● **Written request**:
Copy the flash attention code word for word, from its first line to its last.
-- Start of Page text --
In [13]:
import ctypes as ct
import numpy as np
import os

lib_path = os.path.join(os.getcwd(), "libflash_attention.so")
lib = ct.CDLL(lib_path)

HalfPtr = ct.POINTER(ct.c_uint16)
FloatPtr = ct.POINTER(ct.c_float)

lib.run_tensor_flash_attention_host_half.argtypes = [
    HalfPtr, HalfPtr, HalfPtr, HalfPtr,
    ct.c_int, ct.c_int, ct.c_int, ct.c_int, ct.c_int,
    ct.c_void_p,
    ct.POINTER(ct.c_float)
]
lib.run_tensor_flash_attention_host_half.restype = None

B, H, L, D, tile = 32, 16, 512, 128, 64
size = B * H * L * D

Q = (np.random.randn(size).astype(np.float16))
Q = Q + 0.01 * (np.random.randn(size).astype(np.float16))
K = (np.random.randn(size).astype(np.float16))
K = K + 0.01 * (np.random.randn(size).astype(np.float16))
V = (np.random.randn(size).astype(np.float16))
V = V + 0.01 * (np.random.randn(size).astype(np.float16))
O = np.zeros(size, dtype=np.float16)

Q_p = Q.ctypes.data_as(HalfPtr)
K_p = K.ctypes.data_as(HalfPtr)
V_p = V.ctypes.data_as(HalfPtr)
O_p = O.ctypes.data_as(HalfPtr)

elapsed = ct.c_float(0.0)
elapsed_p = ct.pointer(elapsed)

lib.run_tensor_flash_attention_host_half(
    Q_p, K_p, V_p, O_p,
    B, H, L, D, tile,
    None,
    elapsed_p
)
-- End of Page text --
-- Start of Dataset rows --
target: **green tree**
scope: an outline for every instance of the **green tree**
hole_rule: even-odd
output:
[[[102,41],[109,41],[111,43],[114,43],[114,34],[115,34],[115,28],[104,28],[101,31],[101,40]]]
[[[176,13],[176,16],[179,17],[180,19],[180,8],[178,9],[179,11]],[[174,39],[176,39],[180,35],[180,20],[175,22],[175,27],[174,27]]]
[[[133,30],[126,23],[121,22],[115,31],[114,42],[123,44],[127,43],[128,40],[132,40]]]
-- End of Dataset rows --
-- Start of Dataset rows --
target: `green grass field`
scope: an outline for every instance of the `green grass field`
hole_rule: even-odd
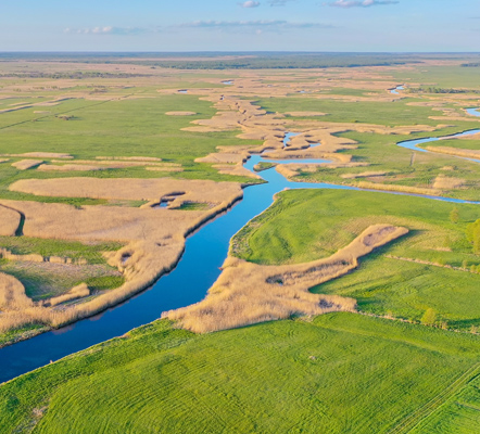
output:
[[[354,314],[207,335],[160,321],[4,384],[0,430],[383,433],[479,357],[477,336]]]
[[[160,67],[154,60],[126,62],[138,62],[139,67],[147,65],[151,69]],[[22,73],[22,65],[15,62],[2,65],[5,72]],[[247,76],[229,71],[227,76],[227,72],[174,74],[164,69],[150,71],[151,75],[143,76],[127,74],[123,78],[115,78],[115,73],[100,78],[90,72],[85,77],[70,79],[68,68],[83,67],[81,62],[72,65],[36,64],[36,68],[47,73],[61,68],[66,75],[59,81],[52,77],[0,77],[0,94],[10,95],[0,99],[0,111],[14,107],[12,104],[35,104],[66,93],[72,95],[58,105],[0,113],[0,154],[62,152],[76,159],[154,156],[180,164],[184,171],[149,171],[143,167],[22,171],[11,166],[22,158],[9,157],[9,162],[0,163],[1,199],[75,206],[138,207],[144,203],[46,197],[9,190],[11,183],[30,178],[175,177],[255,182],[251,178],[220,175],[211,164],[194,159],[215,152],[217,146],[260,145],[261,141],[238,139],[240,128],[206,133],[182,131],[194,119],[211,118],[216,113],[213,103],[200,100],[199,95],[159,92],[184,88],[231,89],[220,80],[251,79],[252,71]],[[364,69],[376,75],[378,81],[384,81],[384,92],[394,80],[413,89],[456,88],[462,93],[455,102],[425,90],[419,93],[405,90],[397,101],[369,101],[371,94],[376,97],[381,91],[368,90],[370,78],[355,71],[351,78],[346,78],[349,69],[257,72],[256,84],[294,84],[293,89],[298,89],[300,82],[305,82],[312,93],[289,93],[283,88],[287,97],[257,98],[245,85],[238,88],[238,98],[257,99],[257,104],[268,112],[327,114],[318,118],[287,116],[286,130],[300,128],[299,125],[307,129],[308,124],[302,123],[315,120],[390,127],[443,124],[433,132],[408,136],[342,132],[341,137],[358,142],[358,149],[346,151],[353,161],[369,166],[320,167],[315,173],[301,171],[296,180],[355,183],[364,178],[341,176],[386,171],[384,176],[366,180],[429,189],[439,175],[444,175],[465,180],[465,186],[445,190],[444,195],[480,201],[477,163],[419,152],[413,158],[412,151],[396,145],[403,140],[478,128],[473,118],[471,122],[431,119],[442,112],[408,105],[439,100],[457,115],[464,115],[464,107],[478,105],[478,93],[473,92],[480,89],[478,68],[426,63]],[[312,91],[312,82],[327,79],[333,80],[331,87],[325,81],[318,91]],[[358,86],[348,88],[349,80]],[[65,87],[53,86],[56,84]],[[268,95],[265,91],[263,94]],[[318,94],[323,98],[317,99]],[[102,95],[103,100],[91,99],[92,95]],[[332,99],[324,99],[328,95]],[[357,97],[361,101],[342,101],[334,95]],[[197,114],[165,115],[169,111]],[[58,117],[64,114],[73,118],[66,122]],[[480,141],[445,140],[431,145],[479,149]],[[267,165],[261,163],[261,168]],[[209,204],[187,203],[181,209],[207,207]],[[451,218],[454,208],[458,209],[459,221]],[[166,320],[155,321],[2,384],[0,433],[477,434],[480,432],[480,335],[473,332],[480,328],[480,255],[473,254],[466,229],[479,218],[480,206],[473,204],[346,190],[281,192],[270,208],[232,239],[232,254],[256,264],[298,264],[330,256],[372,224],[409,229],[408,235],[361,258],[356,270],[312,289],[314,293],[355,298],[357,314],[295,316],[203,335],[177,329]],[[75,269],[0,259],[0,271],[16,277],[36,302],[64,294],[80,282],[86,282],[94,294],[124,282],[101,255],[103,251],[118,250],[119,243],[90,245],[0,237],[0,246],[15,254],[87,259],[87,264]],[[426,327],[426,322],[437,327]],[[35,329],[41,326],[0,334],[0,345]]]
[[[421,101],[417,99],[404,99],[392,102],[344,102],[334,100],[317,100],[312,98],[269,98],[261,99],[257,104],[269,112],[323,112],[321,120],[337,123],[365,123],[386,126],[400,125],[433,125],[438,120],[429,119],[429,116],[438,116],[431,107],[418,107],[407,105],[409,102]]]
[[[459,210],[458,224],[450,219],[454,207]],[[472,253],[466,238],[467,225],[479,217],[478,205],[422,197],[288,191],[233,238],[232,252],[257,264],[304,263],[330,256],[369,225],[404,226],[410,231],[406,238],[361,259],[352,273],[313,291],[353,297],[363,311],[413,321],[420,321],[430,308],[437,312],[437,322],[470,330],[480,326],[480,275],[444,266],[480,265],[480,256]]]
-- End of Dataset rows --
● **Response to this exercise**:
In [13]:
import ctypes as ct
import numpy as np
import os

lib_path = os.path.join(os.getcwd(), "libflash_attention.so")
lib = ct.CDLL(lib_path)

HalfPtr = ct.POINTER(ct.c_uint16)
FloatPtr = ct.POINTER(ct.c_float)

lib.run_tensor_flash_attention_host_half.argtypes = [
    HalfPtr, HalfPtr, HalfPtr, HalfPtr,
    ct.c_int, ct.c_int, ct.c_int, ct.c_int, ct.c_int,
    ct.c_void_p,
    ct.POINTER(ct.c_float)
]
lib.run_tensor_flash_attention_host_half.restype = None

B, H, L, D, tile = 32, 16, 512, 128, 64
size = B * H * L * D

Q = (np.random.randn(size).astype(np.float16))
Q = Q + 0.01 * (np.random.randn(size).astype(np.float16))
K = (np.random.randn(size).astype(np.float16))
K = K + 0.01 * (np.random.randn(size).astype(np.float16))
V = (np.random.randn(size).astype(np.float16))
V = V + 0.01 * (np.random.randn(size).astype(np.float16))
O = np.zeros(size, dtype=np.float16)

Q_p = Q.ctypes.data_as(HalfPtr)
K_p = K.ctypes.data_as(HalfPtr)
V_p = V.ctypes.data_as(HalfPtr)
O_p = O.ctypes.data_as(HalfPtr)

elapsed = ct.c_float(0.0)
elapsed_p = ct.pointer(elapsed)

lib.run_tensor_flash_attention_host_half(
    Q_p, K_p, V_p, O_p,
    B, H, L, D, tile,
    None,
    elapsed_p
)